Go through the records below and show every line with the string "target".
(Data provided begins)
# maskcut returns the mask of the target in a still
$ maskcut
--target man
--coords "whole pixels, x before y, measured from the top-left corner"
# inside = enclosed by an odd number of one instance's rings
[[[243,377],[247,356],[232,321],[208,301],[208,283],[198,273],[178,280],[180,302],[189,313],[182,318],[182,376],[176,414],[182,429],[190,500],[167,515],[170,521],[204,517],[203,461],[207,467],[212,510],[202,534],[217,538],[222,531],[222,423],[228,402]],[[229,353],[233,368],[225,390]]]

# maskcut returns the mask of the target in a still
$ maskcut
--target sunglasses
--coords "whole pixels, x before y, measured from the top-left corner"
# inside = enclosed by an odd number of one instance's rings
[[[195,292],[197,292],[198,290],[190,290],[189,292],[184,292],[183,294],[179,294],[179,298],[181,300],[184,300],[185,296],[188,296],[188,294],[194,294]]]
(Data provided ends)
**Task solution**
# maskcut returns the mask of the target in a still
--target man
# maskcut returns the mask of the target in a still
--target sunglasses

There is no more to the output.